**GIVEN PASSAGE**

━━━━━━━━━━━━━━━━━━━━

If “Leave Me For Dead” is acting out on drunken impulses, “I Was Warned” is the regretful, depressive hangover, complete with an odd scraping sound that simulates a distracting headache. The song hovers and drones as she dryly reiterates her ex’s critique of her behavior: “No one goes for that kind of talk…brash and balls out, an aversion to subtlety.” The song is lost in an emotional limbo, somewhere between her self-pitying side ceding his point, and wanting to tell him to fuck off for asking her to behave in a manner less threatening to men. (Click here to buy it from Amazon.)



July 8th, 2008 12:16pm

In The Warmest Place


Catcall “August” – This song is a state of post-traumatic shock rendered in super-saturated synthesizers and a beat that keeps on moving, but only seems to pace around in a circle. As the music expresses numb confusion, the vocals convey a slightly muted form of anguish. At some points in the song, Catcall’s voice recalls Courtney Love at her most vulnerable, and that association serves the song well. After all, Love always excelled when we could hear her tough facade disintegrate into raw grief mid-track. (Click here to buy it via Catcall’s MySpace page.)

━━━━━━━━━━━━━━━━━━━━

**INSTRUCTION**
Continue the song reviews from their last sentence. These entries come from a separate source unrelated to the song reviews.

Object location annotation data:
━━━━━━━━━━━━━━━━━━━━

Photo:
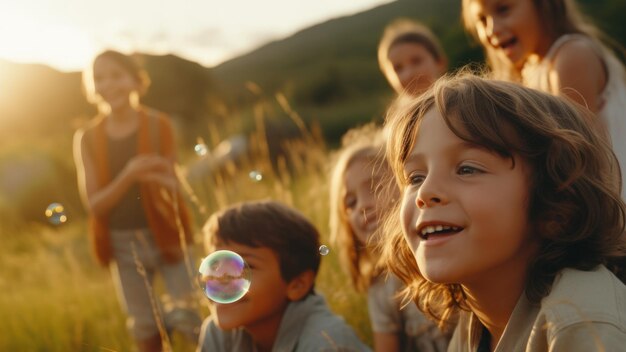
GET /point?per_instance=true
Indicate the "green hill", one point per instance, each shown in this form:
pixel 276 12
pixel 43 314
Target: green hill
pixel 330 70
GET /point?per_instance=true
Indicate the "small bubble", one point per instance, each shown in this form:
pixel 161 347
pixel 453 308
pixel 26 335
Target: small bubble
pixel 201 149
pixel 256 176
pixel 56 214
pixel 224 276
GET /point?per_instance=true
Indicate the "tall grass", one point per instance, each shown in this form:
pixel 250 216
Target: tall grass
pixel 54 297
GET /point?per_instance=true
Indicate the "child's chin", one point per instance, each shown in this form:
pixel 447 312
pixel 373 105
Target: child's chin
pixel 228 324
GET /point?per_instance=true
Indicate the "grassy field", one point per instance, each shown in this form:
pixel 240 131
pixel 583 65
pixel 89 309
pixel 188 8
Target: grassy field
pixel 56 298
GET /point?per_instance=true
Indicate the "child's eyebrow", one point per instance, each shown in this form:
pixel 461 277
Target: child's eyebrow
pixel 455 147
pixel 247 256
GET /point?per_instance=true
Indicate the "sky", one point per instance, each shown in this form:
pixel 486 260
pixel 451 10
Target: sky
pixel 66 34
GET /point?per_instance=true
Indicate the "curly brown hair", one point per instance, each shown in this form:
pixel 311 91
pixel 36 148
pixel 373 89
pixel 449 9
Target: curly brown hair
pixel 575 207
pixel 357 259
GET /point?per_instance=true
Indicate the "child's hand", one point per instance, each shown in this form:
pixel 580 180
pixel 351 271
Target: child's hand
pixel 149 168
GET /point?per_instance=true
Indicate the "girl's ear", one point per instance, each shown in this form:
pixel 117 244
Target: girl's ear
pixel 300 285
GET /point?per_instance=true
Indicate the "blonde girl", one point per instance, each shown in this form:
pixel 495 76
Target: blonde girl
pixel 410 56
pixel 360 192
pixel 548 45
pixel 510 215
pixel 124 160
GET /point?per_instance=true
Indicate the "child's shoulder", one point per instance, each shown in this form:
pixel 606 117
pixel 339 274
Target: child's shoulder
pixel 319 328
pixel 586 296
pixel 213 339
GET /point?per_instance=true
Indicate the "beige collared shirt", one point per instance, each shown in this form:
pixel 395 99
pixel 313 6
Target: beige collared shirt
pixel 585 311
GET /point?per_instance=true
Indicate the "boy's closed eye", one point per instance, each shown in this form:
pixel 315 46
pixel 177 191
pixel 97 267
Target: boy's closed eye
pixel 349 202
pixel 468 170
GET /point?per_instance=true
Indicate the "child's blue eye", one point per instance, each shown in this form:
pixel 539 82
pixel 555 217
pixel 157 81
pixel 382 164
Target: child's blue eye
pixel 415 179
pixel 467 170
pixel 349 203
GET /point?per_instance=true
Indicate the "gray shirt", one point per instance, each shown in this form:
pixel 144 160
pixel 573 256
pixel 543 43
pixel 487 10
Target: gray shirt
pixel 307 326
pixel 585 311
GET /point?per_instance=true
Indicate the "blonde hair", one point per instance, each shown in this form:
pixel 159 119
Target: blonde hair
pixel 575 209
pixel 128 63
pixel 364 143
pixel 406 31
pixel 558 16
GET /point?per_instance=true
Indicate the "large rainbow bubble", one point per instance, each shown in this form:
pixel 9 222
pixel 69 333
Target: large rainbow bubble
pixel 224 276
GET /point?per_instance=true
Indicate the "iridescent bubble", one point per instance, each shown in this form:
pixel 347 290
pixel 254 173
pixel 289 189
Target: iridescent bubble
pixel 224 276
pixel 56 214
pixel 255 176
pixel 201 149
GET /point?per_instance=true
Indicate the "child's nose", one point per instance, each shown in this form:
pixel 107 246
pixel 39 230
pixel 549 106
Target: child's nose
pixel 493 27
pixel 430 194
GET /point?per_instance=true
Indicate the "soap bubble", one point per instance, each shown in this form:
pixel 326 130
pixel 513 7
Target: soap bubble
pixel 56 214
pixel 201 149
pixel 224 276
pixel 255 176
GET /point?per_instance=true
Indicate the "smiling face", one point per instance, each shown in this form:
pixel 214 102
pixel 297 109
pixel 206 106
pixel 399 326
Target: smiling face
pixel 113 83
pixel 512 28
pixel 415 67
pixel 365 196
pixel 267 298
pixel 464 208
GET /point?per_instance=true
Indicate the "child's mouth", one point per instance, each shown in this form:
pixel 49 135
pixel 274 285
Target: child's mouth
pixel 438 230
pixel 508 44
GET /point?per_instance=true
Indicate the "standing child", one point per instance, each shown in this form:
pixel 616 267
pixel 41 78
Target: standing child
pixel 511 215
pixel 410 56
pixel 361 190
pixel 281 311
pixel 548 45
pixel 124 160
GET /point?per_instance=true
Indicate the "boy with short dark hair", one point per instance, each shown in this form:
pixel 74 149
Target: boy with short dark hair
pixel 281 311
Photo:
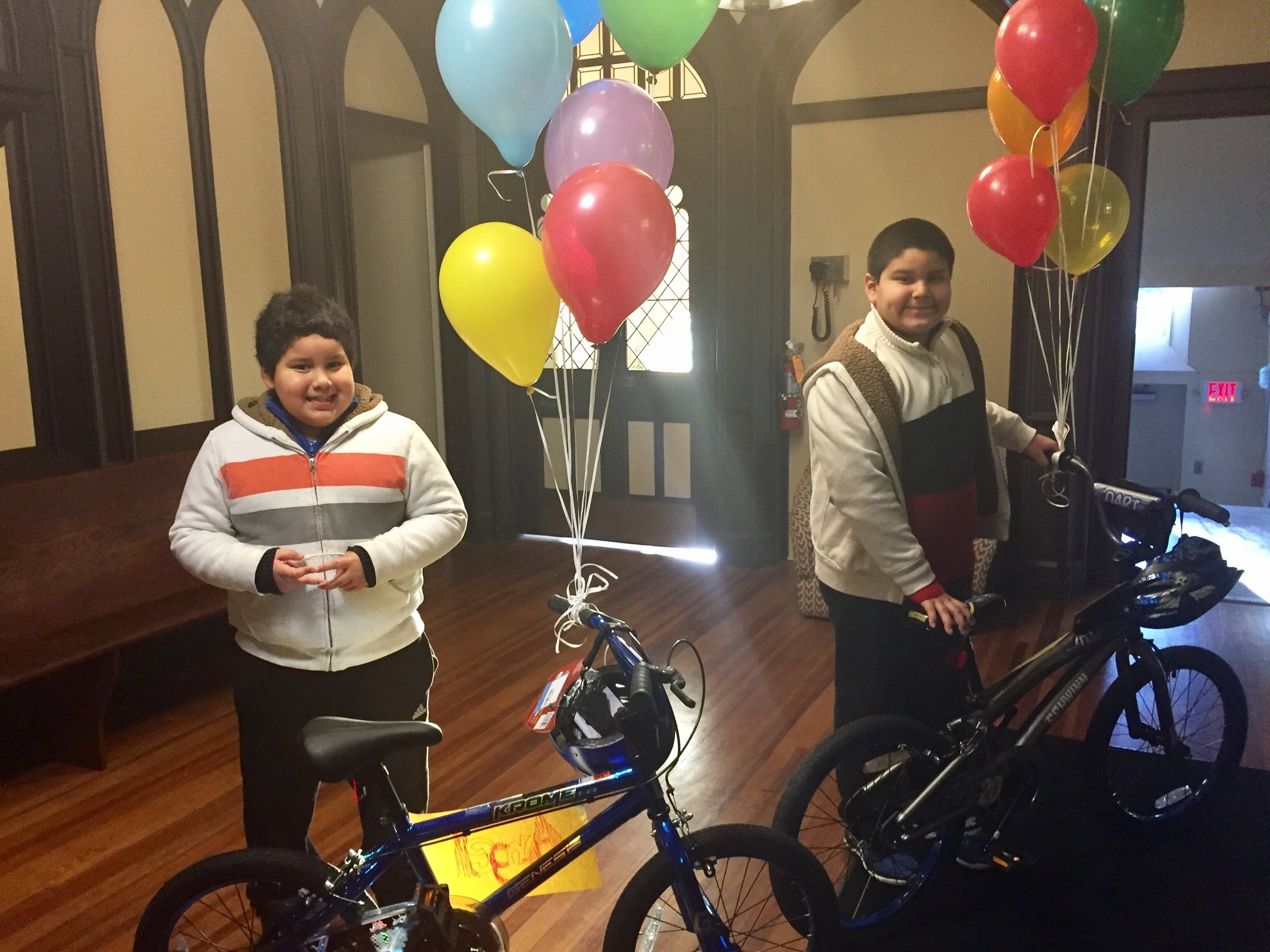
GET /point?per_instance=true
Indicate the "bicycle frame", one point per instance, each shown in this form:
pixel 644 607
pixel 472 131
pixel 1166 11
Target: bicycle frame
pixel 1081 653
pixel 637 791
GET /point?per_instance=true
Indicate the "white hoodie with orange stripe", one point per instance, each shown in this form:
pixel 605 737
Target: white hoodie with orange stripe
pixel 377 483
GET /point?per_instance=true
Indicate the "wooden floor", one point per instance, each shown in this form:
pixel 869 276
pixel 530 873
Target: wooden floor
pixel 85 851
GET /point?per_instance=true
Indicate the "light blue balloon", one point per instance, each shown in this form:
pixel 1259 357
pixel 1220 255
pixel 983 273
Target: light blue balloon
pixel 507 65
pixel 582 17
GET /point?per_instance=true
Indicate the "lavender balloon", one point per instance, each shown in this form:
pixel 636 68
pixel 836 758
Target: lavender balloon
pixel 609 121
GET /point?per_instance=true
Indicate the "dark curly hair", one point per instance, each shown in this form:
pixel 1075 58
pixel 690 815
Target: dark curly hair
pixel 905 234
pixel 296 314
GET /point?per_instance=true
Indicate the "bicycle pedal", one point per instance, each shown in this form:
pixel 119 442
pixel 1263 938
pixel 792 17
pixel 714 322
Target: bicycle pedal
pixel 1007 860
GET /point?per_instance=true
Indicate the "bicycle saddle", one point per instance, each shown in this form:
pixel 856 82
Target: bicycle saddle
pixel 339 747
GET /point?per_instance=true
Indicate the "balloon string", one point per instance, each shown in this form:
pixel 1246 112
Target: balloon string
pixel 489 178
pixel 529 205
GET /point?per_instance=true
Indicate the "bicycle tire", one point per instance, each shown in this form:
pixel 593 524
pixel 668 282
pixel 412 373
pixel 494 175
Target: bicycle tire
pixel 811 811
pixel 1160 805
pixel 638 922
pixel 282 871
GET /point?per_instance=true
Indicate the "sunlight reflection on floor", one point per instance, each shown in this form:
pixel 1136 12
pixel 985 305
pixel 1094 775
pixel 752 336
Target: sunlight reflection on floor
pixel 1246 545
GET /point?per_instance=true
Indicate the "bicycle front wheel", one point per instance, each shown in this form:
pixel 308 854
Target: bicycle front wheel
pixel 737 867
pixel 1131 772
pixel 841 801
pixel 239 902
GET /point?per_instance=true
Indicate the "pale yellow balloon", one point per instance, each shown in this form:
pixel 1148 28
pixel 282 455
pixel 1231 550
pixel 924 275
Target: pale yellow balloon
pixel 1094 211
pixel 497 294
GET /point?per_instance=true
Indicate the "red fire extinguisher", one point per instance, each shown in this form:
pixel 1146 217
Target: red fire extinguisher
pixel 791 390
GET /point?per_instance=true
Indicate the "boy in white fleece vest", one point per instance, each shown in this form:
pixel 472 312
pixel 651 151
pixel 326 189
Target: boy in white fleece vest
pixel 318 466
pixel 903 479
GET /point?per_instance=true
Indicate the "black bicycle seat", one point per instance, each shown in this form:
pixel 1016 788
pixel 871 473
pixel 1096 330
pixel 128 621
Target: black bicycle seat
pixel 339 747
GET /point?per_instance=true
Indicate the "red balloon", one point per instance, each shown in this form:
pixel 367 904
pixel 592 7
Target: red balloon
pixel 1012 206
pixel 608 239
pixel 1044 52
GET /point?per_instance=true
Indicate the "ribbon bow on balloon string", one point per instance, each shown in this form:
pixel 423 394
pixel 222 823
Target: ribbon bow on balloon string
pixel 1050 54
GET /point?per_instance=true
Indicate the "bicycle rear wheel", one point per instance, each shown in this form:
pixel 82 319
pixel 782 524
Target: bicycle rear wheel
pixel 1133 780
pixel 738 869
pixel 840 800
pixel 235 902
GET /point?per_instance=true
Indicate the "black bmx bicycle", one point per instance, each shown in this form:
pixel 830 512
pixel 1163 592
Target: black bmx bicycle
pixel 884 801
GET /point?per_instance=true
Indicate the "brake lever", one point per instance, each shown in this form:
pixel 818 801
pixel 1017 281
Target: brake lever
pixel 672 678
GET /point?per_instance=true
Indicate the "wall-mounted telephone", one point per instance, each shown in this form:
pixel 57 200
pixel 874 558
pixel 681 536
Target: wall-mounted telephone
pixel 824 272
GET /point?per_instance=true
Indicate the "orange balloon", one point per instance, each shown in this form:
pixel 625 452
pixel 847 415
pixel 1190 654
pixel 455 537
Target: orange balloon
pixel 1017 128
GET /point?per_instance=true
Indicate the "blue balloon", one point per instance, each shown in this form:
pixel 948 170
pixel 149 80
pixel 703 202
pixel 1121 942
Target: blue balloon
pixel 582 17
pixel 507 65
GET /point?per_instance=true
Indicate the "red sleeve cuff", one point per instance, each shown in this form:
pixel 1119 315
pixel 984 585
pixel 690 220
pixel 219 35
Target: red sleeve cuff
pixel 933 591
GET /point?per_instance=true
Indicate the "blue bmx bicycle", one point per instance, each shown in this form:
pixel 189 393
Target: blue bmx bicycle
pixel 713 890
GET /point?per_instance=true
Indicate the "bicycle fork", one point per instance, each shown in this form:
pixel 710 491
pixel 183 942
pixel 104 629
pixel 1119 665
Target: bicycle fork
pixel 695 907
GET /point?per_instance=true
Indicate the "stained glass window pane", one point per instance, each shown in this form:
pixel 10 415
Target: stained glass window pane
pixel 628 72
pixel 690 83
pixel 588 74
pixel 591 46
pixel 659 334
pixel 570 351
pixel 659 85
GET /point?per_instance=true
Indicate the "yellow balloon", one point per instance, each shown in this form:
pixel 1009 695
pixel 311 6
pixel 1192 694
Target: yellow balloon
pixel 1093 214
pixel 499 299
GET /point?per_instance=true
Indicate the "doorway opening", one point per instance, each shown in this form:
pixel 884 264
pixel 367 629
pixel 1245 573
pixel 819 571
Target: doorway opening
pixel 1202 357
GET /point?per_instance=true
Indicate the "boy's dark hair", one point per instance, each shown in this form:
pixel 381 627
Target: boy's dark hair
pixel 900 237
pixel 296 314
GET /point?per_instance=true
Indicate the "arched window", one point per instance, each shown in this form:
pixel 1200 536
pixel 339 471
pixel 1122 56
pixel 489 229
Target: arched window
pixel 659 332
pixel 600 56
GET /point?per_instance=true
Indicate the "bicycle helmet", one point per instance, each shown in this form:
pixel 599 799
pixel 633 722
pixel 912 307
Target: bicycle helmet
pixel 1180 586
pixel 590 725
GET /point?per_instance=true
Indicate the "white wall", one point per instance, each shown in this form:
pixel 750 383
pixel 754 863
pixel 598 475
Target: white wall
pixel 850 179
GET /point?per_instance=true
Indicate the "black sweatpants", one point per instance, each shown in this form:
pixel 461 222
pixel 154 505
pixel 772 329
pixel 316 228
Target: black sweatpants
pixel 884 663
pixel 280 787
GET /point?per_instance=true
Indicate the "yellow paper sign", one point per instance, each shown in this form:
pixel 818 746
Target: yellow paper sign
pixel 478 865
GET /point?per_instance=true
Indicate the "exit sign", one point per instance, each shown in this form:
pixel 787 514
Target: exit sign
pixel 1225 391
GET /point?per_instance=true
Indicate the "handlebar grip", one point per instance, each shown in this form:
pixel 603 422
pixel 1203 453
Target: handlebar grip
pixel 986 607
pixel 643 685
pixel 1192 502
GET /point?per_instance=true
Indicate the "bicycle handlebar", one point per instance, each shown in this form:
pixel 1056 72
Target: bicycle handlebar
pixel 1188 500
pixel 1192 502
pixel 644 676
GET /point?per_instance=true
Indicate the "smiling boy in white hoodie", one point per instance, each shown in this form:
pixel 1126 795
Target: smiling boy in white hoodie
pixel 318 466
pixel 905 477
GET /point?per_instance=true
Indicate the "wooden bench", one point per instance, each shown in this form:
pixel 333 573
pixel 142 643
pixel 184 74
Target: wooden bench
pixel 84 572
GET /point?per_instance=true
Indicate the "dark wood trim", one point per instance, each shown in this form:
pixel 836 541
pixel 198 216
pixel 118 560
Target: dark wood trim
pixel 390 123
pixel 181 438
pixel 36 462
pixel 945 101
pixel 1179 94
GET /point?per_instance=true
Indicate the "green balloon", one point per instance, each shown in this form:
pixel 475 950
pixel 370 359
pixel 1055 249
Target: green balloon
pixel 1136 47
pixel 658 34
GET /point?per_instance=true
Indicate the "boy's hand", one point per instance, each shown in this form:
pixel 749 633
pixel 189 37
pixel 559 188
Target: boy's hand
pixel 1040 451
pixel 289 570
pixel 348 574
pixel 948 611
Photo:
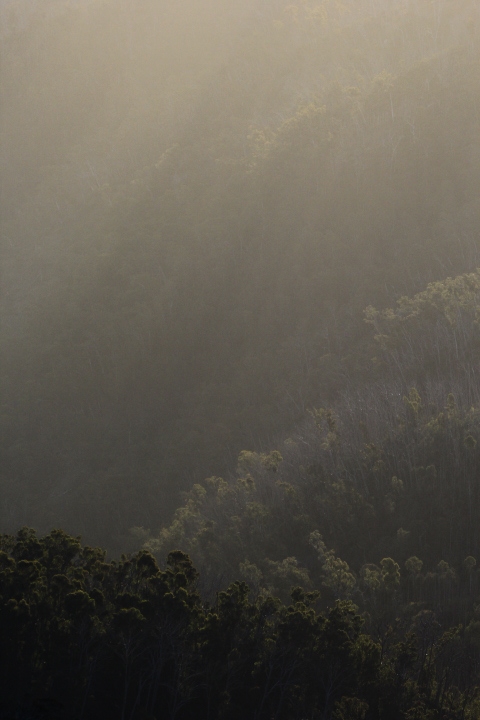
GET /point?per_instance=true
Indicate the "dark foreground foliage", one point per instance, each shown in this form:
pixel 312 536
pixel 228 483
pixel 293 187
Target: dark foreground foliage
pixel 86 638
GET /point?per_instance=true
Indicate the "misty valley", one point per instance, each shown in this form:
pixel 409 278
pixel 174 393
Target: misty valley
pixel 240 360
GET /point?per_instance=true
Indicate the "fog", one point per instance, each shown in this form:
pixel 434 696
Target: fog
pixel 199 200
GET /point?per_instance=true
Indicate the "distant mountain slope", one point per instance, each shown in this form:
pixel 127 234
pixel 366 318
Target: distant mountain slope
pixel 198 207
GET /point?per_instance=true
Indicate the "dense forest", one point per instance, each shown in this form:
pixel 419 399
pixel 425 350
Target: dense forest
pixel 240 309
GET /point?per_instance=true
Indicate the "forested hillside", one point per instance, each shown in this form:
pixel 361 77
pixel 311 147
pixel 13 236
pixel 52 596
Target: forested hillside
pixel 198 206
pixel 240 308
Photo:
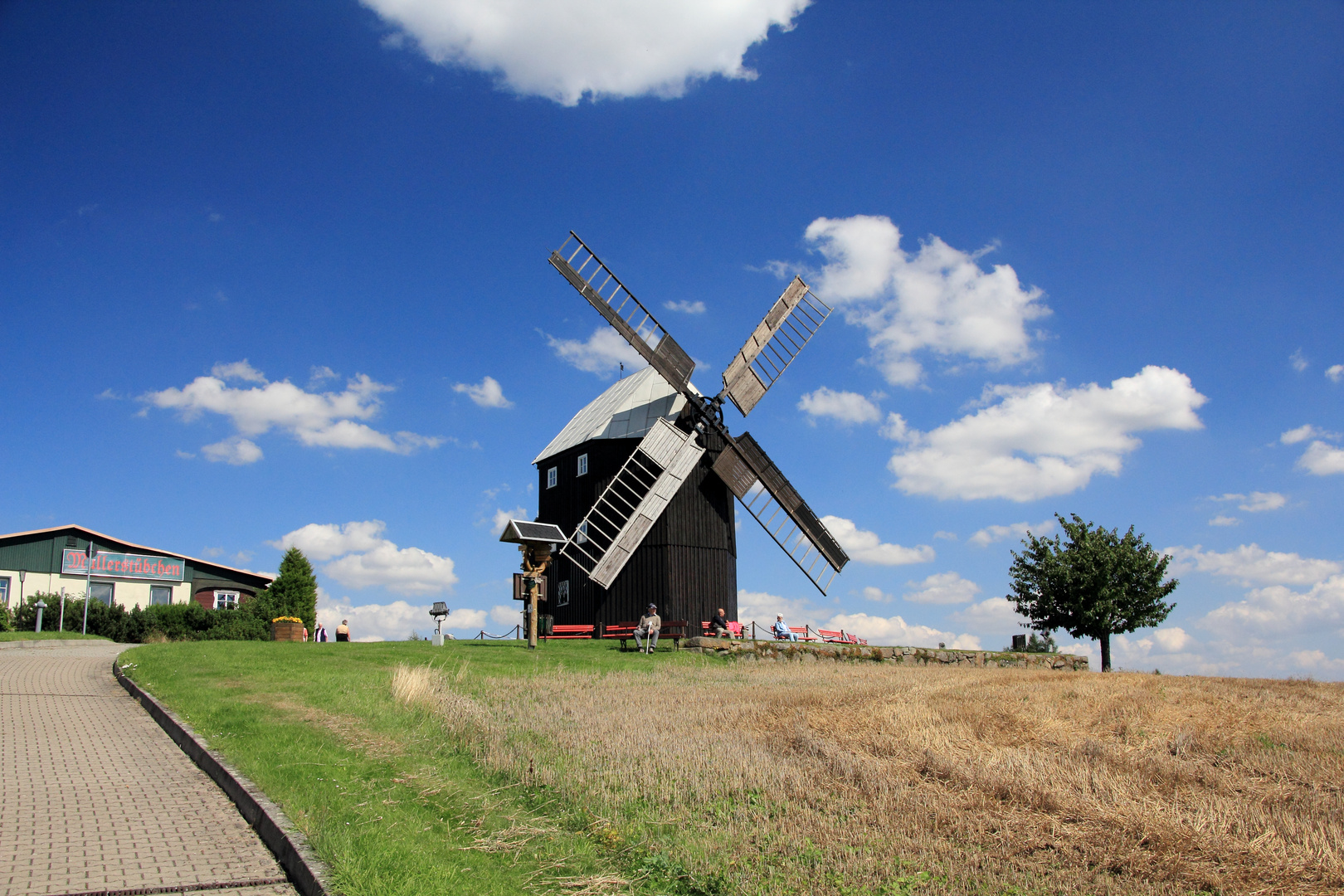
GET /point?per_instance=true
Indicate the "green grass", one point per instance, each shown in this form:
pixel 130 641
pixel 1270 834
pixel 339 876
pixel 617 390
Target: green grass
pixel 382 796
pixel 49 635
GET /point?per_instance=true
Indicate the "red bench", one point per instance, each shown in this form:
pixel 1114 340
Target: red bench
pixel 671 629
pixel 839 637
pixel 570 631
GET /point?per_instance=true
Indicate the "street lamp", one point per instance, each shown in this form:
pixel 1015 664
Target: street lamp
pixel 438 613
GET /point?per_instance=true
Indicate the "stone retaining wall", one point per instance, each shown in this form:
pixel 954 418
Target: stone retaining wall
pixel 812 652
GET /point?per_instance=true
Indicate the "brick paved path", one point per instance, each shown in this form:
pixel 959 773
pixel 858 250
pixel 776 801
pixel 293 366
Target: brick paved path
pixel 95 796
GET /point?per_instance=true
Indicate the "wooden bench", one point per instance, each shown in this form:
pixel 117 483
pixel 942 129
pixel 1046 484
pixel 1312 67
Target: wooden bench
pixel 671 629
pixel 570 631
pixel 839 637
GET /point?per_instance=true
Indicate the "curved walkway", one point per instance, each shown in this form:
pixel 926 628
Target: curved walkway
pixel 95 798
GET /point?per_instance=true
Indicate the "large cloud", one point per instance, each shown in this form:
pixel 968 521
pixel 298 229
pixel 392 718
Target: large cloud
pixel 362 558
pixel 1043 440
pixel 565 50
pixel 866 547
pixel 325 419
pixel 937 299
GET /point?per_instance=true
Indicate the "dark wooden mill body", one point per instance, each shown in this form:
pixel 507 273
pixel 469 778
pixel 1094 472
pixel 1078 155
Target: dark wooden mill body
pixel 687 564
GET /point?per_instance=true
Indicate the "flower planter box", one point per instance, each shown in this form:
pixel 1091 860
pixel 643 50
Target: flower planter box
pixel 286 631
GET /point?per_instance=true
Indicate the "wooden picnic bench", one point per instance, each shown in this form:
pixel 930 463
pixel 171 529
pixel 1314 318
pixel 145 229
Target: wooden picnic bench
pixel 672 629
pixel 570 631
pixel 839 637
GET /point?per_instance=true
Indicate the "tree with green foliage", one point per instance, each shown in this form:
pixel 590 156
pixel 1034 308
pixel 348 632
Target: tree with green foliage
pixel 293 592
pixel 1097 585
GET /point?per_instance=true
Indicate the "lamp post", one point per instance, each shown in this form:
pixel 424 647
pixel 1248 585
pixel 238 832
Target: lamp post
pixel 438 613
pixel 88 586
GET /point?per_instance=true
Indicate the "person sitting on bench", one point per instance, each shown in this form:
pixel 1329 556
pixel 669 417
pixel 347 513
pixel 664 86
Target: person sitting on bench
pixel 782 631
pixel 648 627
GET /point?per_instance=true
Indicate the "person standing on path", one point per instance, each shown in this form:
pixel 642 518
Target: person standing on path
pixel 650 625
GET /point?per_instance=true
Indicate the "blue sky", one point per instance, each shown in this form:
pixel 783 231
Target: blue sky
pixel 1088 256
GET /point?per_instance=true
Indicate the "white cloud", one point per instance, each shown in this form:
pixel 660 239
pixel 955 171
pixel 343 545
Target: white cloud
pixel 937 299
pixel 942 587
pixel 761 606
pixel 845 407
pixel 1305 431
pixel 1322 460
pixel 325 540
pixel 238 371
pixel 866 547
pixel 1255 501
pixel 324 419
pixel 566 50
pixel 487 394
pixel 993 616
pixel 991 533
pixel 1252 564
pixel 1277 611
pixel 234 450
pixel 362 558
pixel 686 306
pixel 602 353
pixel 1045 440
pixel 897 631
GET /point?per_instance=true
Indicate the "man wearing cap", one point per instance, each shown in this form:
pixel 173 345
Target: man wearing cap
pixel 650 625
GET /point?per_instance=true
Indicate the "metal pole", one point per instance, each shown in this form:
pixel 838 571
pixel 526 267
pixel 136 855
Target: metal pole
pixel 88 587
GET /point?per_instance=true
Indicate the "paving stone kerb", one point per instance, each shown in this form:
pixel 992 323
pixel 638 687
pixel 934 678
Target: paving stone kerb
pixel 95 800
pixel 812 650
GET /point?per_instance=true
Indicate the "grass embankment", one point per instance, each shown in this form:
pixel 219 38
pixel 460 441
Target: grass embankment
pixel 611 772
pixel 49 635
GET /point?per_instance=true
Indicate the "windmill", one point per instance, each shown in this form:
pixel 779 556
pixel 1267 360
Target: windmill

━━━━━━━━━━━━━━━━━━━━

**SOLVED PROBLEM**
mrandmrsmays “B-05” – It’s hard to imagine this song even existing outside of the summer. The beat gallops in a loose yet static groove, the organ pops into the mix as if to say “hot enough for ya?,” and the female vocals are like a woozy, sweatier variation on Tina Weymouth’s parts in “Genius Of Love.” It sounds like humid heat mingling with an A/C on full blast, and hits upon a great balance of physicality, comfort, discomfort, sweetness, and sleaziness. (Click here for the official mrandmrsmays website.)


July 7th, 2008 12:33pm

Going Back To These Origins


Sonic Youth @ Battery Park 7/4/2008

She Is Not Alone / Bull In The Heather / Silver Rocket / Skip Tracer / The Sprawl / The World Looks Red / Jams Run Free / Hey Joni / Cross The Breeze / The Wonder / Hyperstation / Drunken Butterfly // Making The Nature Scene / Pink Steam /// Schizophrenia / 100%

The cost of living in New York City is very, very high, but one of the better justifications for living here is that we routinely get awesome things like this: A free Sonic Youth concert on the 4th of July with a setlist including “Schizophrenia,” “100%,” “Skip Tracer,” “Bull In The Heather,” “Jams Run Free,” and nearly half of
Daydream Nation. We get what we pay for, often in very indirect ways.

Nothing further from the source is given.